- **WHAT IS ASKED**
Pull out each line in the items below that contains the word "surface", and copy those lines in full.

- **MATERIAL**
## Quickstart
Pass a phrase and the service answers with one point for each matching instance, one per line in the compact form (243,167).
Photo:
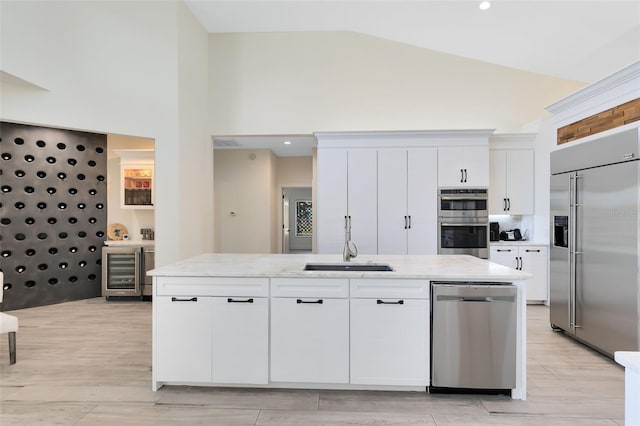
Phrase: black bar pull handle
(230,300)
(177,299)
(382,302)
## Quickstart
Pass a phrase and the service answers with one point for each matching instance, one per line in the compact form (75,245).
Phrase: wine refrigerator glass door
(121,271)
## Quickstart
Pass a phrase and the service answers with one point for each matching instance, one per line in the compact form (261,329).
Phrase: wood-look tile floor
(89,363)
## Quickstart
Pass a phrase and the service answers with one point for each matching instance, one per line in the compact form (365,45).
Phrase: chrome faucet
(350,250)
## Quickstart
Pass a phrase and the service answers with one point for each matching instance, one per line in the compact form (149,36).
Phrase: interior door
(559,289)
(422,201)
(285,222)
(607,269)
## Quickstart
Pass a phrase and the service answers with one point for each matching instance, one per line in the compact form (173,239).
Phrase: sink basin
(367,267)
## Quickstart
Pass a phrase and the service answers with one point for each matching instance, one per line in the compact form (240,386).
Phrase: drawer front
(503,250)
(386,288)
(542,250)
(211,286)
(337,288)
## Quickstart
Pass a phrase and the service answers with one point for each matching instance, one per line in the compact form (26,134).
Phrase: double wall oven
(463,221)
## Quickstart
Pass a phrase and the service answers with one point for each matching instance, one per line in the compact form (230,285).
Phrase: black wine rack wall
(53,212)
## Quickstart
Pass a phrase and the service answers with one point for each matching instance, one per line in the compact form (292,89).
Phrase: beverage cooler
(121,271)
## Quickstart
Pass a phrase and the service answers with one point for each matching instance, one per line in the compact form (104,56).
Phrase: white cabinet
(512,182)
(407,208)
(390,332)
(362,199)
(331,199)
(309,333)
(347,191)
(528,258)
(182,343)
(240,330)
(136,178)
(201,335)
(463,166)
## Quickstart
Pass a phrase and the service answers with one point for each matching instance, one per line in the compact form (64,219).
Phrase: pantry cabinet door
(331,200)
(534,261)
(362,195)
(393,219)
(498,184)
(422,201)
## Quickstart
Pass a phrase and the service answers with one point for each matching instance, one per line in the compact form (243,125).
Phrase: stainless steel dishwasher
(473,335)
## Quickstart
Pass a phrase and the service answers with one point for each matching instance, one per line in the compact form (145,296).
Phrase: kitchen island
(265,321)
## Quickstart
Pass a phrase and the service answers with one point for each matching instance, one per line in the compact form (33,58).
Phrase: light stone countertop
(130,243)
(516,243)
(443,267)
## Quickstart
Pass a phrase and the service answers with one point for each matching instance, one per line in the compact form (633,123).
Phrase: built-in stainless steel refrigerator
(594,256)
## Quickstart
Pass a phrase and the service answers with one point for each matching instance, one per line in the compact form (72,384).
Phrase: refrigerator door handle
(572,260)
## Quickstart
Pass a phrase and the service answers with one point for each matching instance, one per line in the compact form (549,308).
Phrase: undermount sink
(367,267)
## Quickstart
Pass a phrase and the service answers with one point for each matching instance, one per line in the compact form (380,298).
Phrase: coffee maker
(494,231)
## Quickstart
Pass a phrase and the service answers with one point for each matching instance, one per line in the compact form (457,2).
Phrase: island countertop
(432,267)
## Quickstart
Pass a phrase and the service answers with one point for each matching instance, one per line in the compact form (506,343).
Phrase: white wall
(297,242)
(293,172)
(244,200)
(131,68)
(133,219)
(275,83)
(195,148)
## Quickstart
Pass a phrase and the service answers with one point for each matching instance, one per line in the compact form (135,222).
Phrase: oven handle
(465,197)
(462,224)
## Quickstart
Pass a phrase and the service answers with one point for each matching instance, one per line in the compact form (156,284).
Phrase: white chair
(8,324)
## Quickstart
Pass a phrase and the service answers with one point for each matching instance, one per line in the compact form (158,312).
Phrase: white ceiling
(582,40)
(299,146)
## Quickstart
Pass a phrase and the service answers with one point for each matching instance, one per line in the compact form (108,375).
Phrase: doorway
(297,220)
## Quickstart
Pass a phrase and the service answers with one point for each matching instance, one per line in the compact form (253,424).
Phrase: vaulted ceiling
* * *
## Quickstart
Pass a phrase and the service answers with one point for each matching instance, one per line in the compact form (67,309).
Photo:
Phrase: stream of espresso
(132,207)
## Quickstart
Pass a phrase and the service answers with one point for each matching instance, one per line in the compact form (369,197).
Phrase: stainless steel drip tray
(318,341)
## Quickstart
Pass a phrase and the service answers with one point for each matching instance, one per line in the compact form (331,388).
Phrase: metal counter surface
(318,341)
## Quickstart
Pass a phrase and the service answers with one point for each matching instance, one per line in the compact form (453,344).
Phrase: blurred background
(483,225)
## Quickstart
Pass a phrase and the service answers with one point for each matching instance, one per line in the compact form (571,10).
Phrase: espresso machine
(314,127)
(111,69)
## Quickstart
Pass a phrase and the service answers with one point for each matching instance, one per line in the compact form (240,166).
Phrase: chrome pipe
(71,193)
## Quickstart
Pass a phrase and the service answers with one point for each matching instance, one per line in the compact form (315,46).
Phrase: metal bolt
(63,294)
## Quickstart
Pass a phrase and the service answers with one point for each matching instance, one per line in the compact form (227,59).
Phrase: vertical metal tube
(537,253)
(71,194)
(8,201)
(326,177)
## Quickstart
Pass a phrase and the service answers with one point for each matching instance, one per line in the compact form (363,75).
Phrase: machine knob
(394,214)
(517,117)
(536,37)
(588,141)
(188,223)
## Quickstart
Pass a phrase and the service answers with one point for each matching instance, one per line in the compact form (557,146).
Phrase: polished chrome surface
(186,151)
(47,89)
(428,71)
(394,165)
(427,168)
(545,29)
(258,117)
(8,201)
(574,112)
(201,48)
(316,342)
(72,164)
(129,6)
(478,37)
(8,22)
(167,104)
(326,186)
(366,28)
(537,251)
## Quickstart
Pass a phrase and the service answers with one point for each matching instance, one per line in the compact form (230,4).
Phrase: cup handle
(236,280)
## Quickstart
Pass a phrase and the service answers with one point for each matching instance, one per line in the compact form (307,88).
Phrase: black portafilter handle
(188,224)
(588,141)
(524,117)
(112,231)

- **TASK RESULT**
Phrase: metal counter surface
Phrase: polished chrome surface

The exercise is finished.